Supplied data

■ ■ ■ ■ ■

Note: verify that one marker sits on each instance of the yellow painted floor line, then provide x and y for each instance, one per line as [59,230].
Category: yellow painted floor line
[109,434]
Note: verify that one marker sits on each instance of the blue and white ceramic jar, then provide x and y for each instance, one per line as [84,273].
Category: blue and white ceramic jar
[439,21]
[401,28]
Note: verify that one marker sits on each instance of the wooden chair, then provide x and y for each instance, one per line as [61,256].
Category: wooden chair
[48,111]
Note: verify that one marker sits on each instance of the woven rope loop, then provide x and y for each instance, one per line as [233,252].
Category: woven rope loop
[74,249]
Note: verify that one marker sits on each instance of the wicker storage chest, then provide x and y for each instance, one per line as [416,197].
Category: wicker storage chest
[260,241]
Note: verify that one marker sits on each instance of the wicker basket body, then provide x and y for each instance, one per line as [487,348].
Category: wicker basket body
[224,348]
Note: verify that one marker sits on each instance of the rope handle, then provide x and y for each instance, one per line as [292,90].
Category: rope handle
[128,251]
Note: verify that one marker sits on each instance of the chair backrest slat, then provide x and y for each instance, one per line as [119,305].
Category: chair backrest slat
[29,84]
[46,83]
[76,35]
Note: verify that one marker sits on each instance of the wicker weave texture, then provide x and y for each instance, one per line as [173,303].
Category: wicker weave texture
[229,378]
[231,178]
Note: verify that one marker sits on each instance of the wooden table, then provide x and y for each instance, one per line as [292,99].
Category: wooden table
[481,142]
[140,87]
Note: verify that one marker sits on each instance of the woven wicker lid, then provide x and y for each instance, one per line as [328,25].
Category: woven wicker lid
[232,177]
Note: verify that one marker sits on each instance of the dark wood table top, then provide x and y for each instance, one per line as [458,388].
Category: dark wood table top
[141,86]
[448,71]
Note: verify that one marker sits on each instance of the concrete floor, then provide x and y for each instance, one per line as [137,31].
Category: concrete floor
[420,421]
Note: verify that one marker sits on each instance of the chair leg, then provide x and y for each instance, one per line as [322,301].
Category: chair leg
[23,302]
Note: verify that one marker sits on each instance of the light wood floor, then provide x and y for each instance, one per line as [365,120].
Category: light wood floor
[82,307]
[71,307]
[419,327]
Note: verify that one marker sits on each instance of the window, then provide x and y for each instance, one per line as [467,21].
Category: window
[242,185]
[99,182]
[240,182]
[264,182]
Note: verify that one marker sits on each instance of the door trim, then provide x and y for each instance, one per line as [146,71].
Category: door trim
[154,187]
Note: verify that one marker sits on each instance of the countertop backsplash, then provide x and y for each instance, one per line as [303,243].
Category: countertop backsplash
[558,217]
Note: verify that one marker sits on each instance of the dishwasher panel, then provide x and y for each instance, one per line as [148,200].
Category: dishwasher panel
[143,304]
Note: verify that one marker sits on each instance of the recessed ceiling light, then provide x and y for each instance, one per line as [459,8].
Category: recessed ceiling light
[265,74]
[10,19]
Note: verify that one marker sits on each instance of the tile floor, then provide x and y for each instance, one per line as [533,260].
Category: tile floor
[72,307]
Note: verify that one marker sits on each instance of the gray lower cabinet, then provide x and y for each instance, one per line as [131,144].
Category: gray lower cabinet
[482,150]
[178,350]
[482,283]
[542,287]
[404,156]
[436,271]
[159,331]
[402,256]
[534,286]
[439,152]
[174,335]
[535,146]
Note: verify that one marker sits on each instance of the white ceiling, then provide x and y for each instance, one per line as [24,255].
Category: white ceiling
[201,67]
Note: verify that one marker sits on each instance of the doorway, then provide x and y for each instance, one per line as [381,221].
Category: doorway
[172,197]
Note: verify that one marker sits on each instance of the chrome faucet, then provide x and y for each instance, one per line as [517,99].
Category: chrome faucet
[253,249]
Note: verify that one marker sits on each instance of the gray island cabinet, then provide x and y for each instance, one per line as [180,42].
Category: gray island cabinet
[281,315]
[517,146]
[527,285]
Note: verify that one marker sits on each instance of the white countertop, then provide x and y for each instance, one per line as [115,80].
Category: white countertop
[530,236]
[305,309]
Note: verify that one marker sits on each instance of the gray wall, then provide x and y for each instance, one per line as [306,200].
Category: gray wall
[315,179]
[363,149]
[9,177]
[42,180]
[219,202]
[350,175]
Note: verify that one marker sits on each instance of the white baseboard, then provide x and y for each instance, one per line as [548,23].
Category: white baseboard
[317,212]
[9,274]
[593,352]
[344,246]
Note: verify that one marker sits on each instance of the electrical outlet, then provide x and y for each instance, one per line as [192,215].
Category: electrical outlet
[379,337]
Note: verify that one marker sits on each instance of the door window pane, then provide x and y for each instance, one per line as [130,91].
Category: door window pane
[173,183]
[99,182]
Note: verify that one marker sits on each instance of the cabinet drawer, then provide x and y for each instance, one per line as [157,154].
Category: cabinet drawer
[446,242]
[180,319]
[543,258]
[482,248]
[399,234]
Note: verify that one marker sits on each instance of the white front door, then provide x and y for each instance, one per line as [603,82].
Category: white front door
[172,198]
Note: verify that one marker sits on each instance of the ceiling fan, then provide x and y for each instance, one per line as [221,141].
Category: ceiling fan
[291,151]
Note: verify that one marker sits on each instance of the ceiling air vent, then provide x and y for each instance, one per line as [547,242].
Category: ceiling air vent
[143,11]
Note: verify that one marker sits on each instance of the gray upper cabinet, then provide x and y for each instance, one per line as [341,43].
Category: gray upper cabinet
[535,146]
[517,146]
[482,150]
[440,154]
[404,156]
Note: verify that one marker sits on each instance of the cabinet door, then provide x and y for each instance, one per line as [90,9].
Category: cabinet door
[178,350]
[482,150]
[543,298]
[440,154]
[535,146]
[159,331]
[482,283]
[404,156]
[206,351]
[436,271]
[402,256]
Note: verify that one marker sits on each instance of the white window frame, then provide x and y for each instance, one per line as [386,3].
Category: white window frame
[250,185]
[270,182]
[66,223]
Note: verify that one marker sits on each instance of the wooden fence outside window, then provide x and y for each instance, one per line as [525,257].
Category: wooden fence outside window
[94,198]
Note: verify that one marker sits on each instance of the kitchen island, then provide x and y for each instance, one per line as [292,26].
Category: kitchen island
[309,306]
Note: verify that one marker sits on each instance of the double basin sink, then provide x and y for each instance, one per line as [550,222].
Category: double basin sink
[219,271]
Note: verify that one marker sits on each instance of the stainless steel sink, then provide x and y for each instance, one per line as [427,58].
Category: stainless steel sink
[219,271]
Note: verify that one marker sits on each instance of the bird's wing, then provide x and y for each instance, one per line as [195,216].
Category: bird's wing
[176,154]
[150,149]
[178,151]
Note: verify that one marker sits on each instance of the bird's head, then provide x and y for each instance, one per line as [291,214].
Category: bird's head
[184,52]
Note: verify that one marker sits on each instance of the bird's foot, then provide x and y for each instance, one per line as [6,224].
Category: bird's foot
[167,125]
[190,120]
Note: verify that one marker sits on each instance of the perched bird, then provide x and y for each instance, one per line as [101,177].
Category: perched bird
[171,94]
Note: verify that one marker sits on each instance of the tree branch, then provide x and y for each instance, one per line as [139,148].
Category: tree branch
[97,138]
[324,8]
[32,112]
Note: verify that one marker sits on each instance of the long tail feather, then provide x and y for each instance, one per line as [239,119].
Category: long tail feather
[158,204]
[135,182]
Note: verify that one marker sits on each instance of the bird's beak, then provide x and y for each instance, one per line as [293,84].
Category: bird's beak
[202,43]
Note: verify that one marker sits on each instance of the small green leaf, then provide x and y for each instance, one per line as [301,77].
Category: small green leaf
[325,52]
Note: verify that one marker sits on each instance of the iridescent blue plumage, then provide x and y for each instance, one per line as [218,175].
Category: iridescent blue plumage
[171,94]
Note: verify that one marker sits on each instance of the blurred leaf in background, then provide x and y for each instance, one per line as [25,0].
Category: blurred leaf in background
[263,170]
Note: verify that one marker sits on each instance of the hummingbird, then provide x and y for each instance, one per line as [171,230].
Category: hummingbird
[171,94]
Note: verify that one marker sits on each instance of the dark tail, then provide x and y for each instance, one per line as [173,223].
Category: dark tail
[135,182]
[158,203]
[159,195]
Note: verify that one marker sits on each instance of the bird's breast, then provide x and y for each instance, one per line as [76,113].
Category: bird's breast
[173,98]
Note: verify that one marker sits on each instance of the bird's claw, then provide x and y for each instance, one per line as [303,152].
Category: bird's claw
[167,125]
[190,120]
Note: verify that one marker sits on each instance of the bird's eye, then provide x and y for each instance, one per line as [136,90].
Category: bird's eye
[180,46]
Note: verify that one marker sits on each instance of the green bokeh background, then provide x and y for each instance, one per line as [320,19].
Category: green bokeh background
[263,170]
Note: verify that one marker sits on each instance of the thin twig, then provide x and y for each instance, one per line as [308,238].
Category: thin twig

■ ■ ■ ■ ■

Using the entries above, give back exactly the line containing "line as [146,71].", the line containing "line as [303,243].", and every line between them, and nothing else.

Note: verify that one marker sits on each instance of the door trim, then provide x and y for each instance, one per line as [146,71].
Category: door trim
[154,187]
Note: verify that one marker sits on each instance of the countertop backsplash, then provide x and y for each instance, one per line as [303,243].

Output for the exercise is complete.